___ Material for this exercise ___
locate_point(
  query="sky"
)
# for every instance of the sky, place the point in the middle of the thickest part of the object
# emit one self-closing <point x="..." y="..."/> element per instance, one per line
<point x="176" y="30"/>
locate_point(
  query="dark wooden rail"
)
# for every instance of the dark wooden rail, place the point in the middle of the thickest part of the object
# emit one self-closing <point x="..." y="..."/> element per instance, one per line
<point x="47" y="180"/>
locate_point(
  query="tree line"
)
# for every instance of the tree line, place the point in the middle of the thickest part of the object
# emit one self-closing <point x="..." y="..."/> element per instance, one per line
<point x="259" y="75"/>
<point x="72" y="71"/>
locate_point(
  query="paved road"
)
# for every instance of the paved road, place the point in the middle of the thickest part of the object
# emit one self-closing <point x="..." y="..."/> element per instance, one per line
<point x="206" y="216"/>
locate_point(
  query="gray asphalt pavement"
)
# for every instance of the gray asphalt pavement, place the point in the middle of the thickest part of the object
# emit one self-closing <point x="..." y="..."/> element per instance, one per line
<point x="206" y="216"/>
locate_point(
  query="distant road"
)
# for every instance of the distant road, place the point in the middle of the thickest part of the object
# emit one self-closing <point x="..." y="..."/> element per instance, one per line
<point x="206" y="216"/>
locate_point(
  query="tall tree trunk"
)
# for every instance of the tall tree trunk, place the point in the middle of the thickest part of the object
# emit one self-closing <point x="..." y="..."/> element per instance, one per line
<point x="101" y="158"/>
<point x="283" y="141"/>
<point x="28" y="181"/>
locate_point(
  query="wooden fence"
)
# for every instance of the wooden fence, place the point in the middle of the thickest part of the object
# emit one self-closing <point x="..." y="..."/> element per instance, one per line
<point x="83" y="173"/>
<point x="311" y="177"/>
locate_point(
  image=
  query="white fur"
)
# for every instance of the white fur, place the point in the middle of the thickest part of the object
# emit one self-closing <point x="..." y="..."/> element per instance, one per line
___
Exercise objective:
From the listing above, reproduce all the lines exactly.

Solution for this exercise:
locate_point(
  query="sky"
)
# for every instance of the sky, place the point in the middle of the thickest part of the object
# emit one self-closing <point x="..." y="..."/> element per instance, one per line
<point x="176" y="30"/>
locate_point(
  query="dark wooden rail"
)
# for every instance of the dark wooden rail, place the point in the middle of the thickest part of the object
# emit one self-closing <point x="..." y="..."/> element per instance, one per line
<point x="47" y="180"/>
locate_point(
  query="tree line"
)
# for every instance of the tree line, place the point in the middle of the thickest part of the object
# emit one self-closing <point x="..." y="..."/> element per instance, one per line
<point x="259" y="75"/>
<point x="72" y="71"/>
locate_point(
  query="paved road"
)
# for every instance of the paved road, place the point in the middle of the thickest part of the object
# emit one self-closing <point x="..." y="..."/> element per instance, one per line
<point x="206" y="216"/>
locate_point(
  query="gray asphalt pavement"
)
# for every instance of the gray asphalt pavement, place the point in the middle of the thickest part of the object
# emit one self-closing <point x="..." y="..."/> element per instance, one per line
<point x="206" y="216"/>
locate_point(
  query="distant road"
)
# for every instance of the distant road, place the point in the middle of the thickest part of the object
# emit one self-closing <point x="..." y="..."/> element per instance, one per line
<point x="206" y="216"/>
locate_point(
  query="tall tree trunk"
)
# for every instance of the tall tree trunk, place the point in the middle of the thickest part of the object
# emit one self-closing <point x="..." y="..."/> element per instance, one per line
<point x="101" y="158"/>
<point x="283" y="141"/>
<point x="28" y="181"/>
locate_point(
  query="wooden fence"
)
# for every instance of the wooden fence, place the point in the middle of the thickest part of the object
# emit one self-closing <point x="..." y="..."/> element per instance, one per line
<point x="83" y="173"/>
<point x="311" y="177"/>
locate_point(
  image=
  query="white fur"
)
# for every instance of the white fur, place the point in the middle of the thickest part of the object
# emit one self-closing <point x="..." y="..."/> element per instance, one per line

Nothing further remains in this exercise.